GIVEN REQUEST
Continue the Bspline compression paper from where it stops, writing the next part after its abstract.

SELECTION
American Journal of Signal Processing

p-ISSN: 2165-9354    e-ISSN: 2165-9362

2011;  1(1): 6-11

doi:10.5923/j.ajsp.20110101.02

Fast Multiplier-less Implementation of Bspline Basis with Enhanced Compression Performance

G. Fahmy

Engineering Dept., Assiut University, Egypt

Correspondence to: G. Fahmy, Engineering Dept., Assiut University, Egypt.

Email:

Copyright © 2012 Scientific & Academic Publishing. All Rights Reserved.

Abstract

The Bspline mathematical functions have long been utilized for signal representation, zooming and interpolation. In this paper we propose a novel technique for preprocessing signals/images prior to the decomposition stage in different image coders based on the Bspline decomposition for enhanced compression performance. Bspline coefficients have been traditionally calculated through inverse filtering using a causal/non-causal manner, which makes it non practical for online applications. More over Bsplines are known to be integer coefficients and representations as they are the exact mathematical translators between the discrete and continuous versions of signals. In this paper we also propose a novel implementation technique for Bspline coefficient calculation. This technique is based on a straight forward calculation approach through a Toeplitz matrix that allows parallel processing for online applications. The proposed technique is also suitable for integer coefficients as in the Bspline case. Simulation results that demonstrate the effectiveness of the proposed techniques as well as complexity analysis are presented.

COLLECTED MATERIAL
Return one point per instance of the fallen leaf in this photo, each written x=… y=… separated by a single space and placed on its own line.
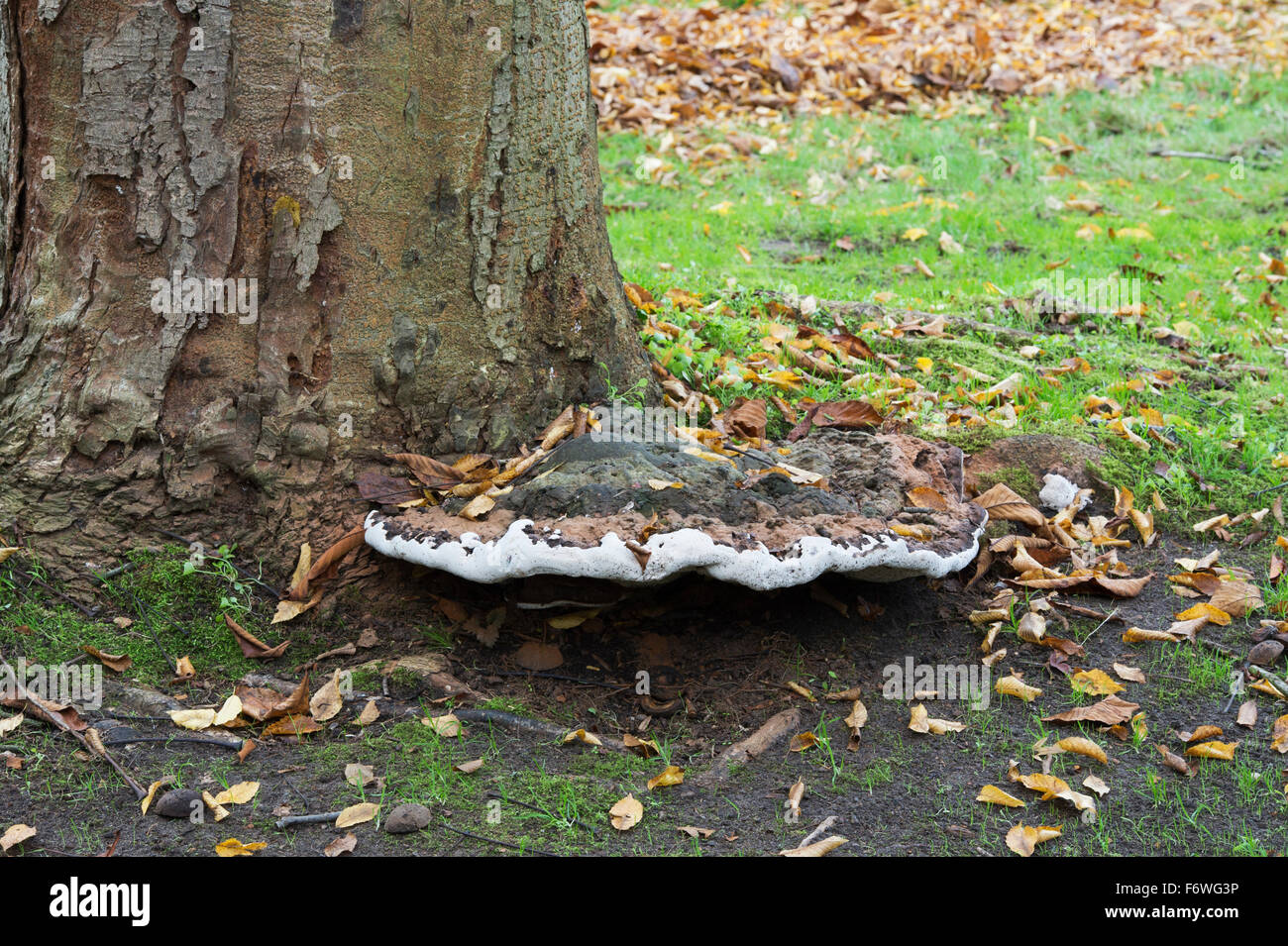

RESULT BELOW
Keywords: Bsplines, Compression, Multiplier-Less

Cite this paper: G. Fahmy , Fast Multiplier-less Implementation of Bspline Basis with Enhanced Compression Performance, American Journal of Signal Processing, Vol. 1 No. 1, 2011, pp. 6-11. doi: 10.5923/j.ajsp.20110101.02.

1. Introduction

Bsplines have been long introduced and analyzed by[1], due to their merits of being flexible and provide a large degree of differentiability and cost/quality trade off relationship. By changing the Bspline function order we move from a linear representation to a high order band limited signal form. Bsplines have been utilized by[3,4] and[9] as a powerful image registration, classification and feature extraction tool. However they have not been investigated for image coding and compression applications, due to the fact that they are not fully orthogonal basis. Bspline wavelets are well known of being orthogonal across time shifts, but not across time scale[3]. It’s our belief that this distinctive decomposition feature décorrelates/removes some data redundancy that is not removed by regular orthogonal basis (e.g. DCT or Wavelet basis).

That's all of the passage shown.